--- begin AVAILABLE DATA ---
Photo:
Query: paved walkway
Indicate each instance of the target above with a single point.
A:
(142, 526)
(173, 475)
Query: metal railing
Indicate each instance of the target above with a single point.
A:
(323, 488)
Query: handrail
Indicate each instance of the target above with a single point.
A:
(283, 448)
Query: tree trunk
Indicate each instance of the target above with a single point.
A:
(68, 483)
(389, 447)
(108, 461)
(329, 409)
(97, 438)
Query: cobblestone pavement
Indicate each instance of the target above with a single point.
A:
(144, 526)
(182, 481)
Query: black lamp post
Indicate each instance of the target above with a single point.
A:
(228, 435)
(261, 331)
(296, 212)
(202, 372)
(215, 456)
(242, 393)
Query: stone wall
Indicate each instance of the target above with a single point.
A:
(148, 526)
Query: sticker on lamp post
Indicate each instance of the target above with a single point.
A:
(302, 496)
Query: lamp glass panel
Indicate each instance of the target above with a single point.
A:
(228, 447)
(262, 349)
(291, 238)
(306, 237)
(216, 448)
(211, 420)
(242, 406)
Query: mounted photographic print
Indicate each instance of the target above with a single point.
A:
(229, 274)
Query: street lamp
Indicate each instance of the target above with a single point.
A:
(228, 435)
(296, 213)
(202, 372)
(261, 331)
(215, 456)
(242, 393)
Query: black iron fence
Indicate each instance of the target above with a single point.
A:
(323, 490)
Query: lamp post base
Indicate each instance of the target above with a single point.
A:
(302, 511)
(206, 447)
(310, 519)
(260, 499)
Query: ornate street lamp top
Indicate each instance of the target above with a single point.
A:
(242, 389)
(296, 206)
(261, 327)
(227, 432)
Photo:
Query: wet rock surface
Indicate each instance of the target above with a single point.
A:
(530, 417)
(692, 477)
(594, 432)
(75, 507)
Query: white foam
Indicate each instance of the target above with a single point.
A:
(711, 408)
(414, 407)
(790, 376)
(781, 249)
--- end AVAILABLE DATA ---
# [TASK TO CARRY OUT]
Retype the material in full. Each word must match.

# [TASK SOLUTION]
Photo:
Query: paved walkway
Indicate each instance of the target above with a single point.
A:
(142, 526)
(173, 475)
Query: metal railing
Indicate each instance of the target above with a single point.
A:
(323, 488)
Query: handrail
Indicate each instance of the target above with a single point.
A:
(283, 448)
Query: tree trunk
Indicate each instance of the target above with a single point.
A:
(68, 483)
(389, 447)
(108, 461)
(329, 409)
(97, 438)
Query: cobblestone pavement
Indicate each instance of the target above with a single point.
A:
(144, 526)
(182, 481)
Query: black lamp post
Indicate each instance of the target above with a single point.
A:
(228, 435)
(261, 331)
(296, 212)
(202, 372)
(215, 456)
(242, 393)
Query: stone wall
Indicate each instance of the target above with a single point.
A:
(148, 526)
Query: sticker on lamp post
Indicate each instance of the target above with a single point.
A:
(302, 496)
Query: lamp glass panel
Indicate each instance of the target above with a single point.
A:
(228, 447)
(262, 349)
(291, 238)
(306, 237)
(216, 448)
(211, 420)
(242, 406)
Query: mounted photographic print
Indicate each instance of the target above with a single point.
A:
(229, 274)
Query: street lamp
Indicate each instance of the target above with a single point.
A:
(228, 435)
(296, 213)
(202, 372)
(261, 331)
(215, 456)
(242, 393)
Query: black iron fence
Indicate each instance of the target above with a single point.
A:
(323, 490)
Query: lamp post base
Indicate each instance of the target above with a single point.
A:
(302, 511)
(206, 447)
(310, 519)
(260, 499)
Query: ornate street lamp top
Indicate each instance of the target above with a single point.
A:
(242, 389)
(296, 206)
(261, 327)
(227, 432)
Photo:
Query: wet rock surface
Indicate each instance of the target above with a single point.
A:
(530, 417)
(692, 477)
(594, 432)
(75, 507)
Query: white foam
Indicate each instance of the target above with a single point.
A:
(711, 408)
(414, 407)
(790, 376)
(781, 249)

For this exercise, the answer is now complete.